Start of Block

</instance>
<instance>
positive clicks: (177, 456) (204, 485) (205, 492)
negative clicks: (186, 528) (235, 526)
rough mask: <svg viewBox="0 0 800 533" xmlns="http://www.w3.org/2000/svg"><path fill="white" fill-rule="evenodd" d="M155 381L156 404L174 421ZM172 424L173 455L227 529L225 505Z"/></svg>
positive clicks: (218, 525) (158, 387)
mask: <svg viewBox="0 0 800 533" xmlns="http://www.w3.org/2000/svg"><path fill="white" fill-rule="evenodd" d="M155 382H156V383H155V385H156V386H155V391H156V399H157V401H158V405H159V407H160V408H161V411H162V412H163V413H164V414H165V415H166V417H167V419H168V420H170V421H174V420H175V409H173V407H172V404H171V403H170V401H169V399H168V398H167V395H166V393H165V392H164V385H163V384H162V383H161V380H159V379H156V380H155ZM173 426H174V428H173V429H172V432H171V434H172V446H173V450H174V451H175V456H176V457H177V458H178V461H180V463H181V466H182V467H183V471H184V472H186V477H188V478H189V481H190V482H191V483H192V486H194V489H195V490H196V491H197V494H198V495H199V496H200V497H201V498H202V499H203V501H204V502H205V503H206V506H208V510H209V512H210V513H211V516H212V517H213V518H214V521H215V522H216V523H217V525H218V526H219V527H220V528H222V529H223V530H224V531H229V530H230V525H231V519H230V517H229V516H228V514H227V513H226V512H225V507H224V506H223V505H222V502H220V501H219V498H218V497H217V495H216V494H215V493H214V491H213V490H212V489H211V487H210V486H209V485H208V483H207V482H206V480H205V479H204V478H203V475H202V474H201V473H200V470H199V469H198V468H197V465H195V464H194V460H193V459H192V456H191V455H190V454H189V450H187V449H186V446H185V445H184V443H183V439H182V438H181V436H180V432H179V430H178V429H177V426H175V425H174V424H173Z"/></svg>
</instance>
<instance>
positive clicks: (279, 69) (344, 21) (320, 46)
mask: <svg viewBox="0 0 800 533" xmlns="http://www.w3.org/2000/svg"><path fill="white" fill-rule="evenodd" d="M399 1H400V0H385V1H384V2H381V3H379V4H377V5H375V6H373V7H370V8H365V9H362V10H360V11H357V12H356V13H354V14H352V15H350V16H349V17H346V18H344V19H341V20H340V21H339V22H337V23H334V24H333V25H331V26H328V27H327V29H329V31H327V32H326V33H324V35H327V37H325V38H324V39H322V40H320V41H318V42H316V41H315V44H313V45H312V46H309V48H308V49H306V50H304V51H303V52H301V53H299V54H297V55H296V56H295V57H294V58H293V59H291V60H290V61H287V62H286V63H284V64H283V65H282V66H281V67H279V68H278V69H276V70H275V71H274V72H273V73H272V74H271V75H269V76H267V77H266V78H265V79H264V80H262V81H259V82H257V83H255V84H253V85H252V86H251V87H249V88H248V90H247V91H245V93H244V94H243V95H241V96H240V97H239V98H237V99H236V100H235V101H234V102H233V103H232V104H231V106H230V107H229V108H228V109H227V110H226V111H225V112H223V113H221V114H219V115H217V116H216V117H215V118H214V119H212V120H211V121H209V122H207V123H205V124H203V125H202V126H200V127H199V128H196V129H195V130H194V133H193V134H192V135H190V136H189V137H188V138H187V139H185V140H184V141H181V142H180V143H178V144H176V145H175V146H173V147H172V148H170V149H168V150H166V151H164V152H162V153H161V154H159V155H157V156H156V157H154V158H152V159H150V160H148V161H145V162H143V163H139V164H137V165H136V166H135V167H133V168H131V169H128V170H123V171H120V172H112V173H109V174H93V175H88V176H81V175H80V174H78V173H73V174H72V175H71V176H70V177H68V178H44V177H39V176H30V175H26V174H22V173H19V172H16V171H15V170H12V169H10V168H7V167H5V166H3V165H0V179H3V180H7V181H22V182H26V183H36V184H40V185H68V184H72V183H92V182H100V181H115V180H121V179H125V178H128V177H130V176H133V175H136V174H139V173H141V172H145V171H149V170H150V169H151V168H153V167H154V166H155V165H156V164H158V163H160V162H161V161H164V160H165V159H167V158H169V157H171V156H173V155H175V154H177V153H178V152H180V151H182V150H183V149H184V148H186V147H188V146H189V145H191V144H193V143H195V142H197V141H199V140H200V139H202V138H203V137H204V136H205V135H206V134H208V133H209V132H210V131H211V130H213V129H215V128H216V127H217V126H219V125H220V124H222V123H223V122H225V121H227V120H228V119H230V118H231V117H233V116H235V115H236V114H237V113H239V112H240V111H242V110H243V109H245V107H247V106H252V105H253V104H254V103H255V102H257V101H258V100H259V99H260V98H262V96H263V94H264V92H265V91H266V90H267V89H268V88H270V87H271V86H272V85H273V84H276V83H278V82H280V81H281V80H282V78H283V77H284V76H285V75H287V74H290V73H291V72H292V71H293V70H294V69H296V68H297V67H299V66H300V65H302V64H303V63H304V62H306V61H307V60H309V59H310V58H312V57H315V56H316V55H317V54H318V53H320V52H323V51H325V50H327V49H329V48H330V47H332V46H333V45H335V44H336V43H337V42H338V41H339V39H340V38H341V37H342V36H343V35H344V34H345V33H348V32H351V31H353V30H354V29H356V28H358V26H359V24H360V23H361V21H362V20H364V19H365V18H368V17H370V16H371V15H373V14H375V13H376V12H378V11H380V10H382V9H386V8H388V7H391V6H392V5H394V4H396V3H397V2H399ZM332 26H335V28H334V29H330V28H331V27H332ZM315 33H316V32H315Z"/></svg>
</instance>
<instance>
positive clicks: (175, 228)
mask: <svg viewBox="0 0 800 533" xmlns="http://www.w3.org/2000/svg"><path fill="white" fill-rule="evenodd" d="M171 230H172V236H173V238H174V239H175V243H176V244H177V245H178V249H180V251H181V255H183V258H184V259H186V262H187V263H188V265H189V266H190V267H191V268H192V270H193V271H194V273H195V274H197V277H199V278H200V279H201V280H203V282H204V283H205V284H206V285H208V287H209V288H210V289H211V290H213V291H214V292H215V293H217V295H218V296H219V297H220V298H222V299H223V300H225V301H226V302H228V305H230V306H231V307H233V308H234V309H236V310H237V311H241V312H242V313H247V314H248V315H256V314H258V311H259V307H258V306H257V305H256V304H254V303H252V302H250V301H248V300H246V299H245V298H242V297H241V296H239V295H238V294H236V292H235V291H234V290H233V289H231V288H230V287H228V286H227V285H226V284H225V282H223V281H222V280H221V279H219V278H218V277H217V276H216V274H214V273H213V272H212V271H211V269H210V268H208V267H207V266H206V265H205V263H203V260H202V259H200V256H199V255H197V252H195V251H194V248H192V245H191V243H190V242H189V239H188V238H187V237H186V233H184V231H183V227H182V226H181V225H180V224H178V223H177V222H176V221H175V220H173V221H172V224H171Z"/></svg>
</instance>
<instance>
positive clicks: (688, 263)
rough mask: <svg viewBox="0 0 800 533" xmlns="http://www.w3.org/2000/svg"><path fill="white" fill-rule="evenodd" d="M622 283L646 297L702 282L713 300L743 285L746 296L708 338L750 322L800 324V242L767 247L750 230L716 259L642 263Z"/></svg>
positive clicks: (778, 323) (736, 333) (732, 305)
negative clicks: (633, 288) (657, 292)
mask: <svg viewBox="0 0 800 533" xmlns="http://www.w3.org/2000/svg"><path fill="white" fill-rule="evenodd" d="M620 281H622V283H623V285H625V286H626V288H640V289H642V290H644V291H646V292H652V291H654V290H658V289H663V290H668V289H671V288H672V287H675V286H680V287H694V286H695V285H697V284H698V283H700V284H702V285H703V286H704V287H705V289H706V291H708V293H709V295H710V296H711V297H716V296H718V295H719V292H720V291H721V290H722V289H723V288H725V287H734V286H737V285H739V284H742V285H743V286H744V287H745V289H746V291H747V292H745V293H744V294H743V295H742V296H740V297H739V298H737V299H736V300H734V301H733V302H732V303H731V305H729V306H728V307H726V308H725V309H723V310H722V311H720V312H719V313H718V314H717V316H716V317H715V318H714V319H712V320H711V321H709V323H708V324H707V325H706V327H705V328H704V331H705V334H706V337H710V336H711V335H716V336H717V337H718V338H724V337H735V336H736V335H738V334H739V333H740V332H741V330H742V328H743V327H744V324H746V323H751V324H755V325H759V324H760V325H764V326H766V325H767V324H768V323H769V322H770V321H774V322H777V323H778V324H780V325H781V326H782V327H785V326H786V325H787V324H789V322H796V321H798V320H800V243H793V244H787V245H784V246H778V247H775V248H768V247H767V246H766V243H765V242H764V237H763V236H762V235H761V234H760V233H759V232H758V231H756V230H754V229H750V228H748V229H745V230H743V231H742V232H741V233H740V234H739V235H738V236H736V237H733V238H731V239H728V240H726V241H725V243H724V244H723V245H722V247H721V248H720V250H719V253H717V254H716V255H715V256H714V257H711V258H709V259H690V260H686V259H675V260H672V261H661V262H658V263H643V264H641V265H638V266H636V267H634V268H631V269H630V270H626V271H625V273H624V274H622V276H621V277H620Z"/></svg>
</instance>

End of Block

• _Description of the task_:
Copy every line of the records above, starting with the first, up to and including the line containing "381L156 404L174 421ZM172".

• _Answer section_:
</instance>
<instance>
positive clicks: (177, 456) (204, 485) (205, 492)
negative clicks: (186, 528) (235, 526)
rough mask: <svg viewBox="0 0 800 533" xmlns="http://www.w3.org/2000/svg"><path fill="white" fill-rule="evenodd" d="M155 381L156 404L174 421ZM172 424L173 455L227 529L225 505Z"/></svg>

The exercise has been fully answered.